#### Working data

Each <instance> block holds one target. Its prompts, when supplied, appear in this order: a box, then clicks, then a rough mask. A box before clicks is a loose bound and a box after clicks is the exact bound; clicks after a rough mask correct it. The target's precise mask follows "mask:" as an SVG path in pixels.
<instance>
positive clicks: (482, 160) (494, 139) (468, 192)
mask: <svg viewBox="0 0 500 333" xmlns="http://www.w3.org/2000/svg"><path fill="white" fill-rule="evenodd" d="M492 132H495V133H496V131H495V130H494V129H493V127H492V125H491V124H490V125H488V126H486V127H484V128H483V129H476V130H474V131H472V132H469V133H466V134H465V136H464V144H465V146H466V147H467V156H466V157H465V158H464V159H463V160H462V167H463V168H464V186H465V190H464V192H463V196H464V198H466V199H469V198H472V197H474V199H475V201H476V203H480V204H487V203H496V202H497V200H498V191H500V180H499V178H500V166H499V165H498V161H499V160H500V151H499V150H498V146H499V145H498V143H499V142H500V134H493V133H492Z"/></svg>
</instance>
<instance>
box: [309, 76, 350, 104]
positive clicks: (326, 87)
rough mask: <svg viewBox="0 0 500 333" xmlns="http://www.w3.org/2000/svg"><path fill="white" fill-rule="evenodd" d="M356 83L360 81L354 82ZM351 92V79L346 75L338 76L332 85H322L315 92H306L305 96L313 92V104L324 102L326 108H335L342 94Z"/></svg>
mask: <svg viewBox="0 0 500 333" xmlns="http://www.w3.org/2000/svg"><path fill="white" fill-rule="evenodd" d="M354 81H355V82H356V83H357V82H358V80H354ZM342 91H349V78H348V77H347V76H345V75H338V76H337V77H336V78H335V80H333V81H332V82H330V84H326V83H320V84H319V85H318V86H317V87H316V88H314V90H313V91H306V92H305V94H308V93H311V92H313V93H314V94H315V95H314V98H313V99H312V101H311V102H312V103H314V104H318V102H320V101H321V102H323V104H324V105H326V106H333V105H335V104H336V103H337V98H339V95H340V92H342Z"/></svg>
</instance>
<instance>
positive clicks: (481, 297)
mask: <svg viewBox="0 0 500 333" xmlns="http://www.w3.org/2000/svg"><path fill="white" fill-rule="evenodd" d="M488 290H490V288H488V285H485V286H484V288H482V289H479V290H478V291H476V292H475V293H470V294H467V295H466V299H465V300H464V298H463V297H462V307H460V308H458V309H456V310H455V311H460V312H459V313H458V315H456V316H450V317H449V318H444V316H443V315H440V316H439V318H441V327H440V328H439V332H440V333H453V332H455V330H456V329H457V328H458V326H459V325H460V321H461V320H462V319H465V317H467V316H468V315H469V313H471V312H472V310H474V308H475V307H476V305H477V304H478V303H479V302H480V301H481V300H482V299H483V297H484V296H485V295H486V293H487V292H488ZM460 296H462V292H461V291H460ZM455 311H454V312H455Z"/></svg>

########

Directions
Count the lines above that contain the word "clicks", and reply with the number alone.

Answer to the problem
4